**Given exercise**
Would you set down every one of the records below word for word?

::: Stored data

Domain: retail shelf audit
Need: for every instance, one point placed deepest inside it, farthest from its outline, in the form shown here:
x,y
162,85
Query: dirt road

::::::

**Task solution**
Domain: retail shelf audit
Need: for every instance, one point placed deepest inside it, farthest from its outline, in the form shown here:
x,y
162,85
Query: dirt road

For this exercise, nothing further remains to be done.